[Named-object pointing records]
==================================================

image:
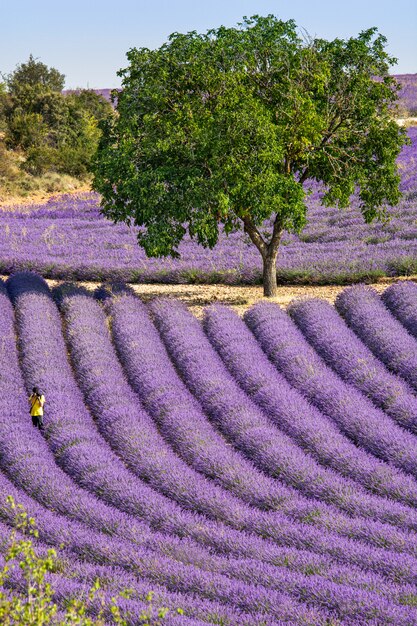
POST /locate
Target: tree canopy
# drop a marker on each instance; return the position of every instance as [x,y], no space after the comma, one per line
[226,128]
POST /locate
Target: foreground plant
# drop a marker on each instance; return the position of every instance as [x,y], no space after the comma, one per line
[27,598]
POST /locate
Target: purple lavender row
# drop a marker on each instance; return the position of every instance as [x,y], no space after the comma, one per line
[81,577]
[341,349]
[178,415]
[25,457]
[71,432]
[90,348]
[114,579]
[366,314]
[98,547]
[180,418]
[40,477]
[353,413]
[340,601]
[251,431]
[64,238]
[159,569]
[401,300]
[291,412]
[94,326]
[132,433]
[256,600]
[40,331]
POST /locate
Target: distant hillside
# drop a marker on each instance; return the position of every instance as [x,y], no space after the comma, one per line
[408,93]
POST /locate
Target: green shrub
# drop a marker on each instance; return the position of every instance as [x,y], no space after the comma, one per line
[35,605]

==================================================

▸ **GIVEN EXERCISE**:
Would you return the data exactly as written, without the pictures?

▸ **EXERCISE RESULT**:
image:
POST /locate
Target: tree canopy
# drop a marker on each instance; return the position of every instance as [x,y], no space after the comma, one per line
[226,128]
POST /locate
Target: foreground plant
# drop a marker on each instance; return the position of every instance as [x,y], no space after the comma, one per line
[27,598]
POST /locate
Target: purple lavender row
# drop a marker on each instance; return the position of every instance as [x,y], no space after the comma, one per line
[81,577]
[341,349]
[178,415]
[25,457]
[71,432]
[90,348]
[114,579]
[366,314]
[98,547]
[180,418]
[40,477]
[353,413]
[340,601]
[251,431]
[64,238]
[159,569]
[401,300]
[291,412]
[94,326]
[132,433]
[256,600]
[40,331]
POST /locate
Target: distant hillside
# drop a marker on each instance; return the position of every instance as [x,y], no space after the comma, one per line
[408,93]
POST /locate
Target: green shrub
# drop a marker on each instance; return the position of every instance as [x,y], no space after the comma, one per line
[35,605]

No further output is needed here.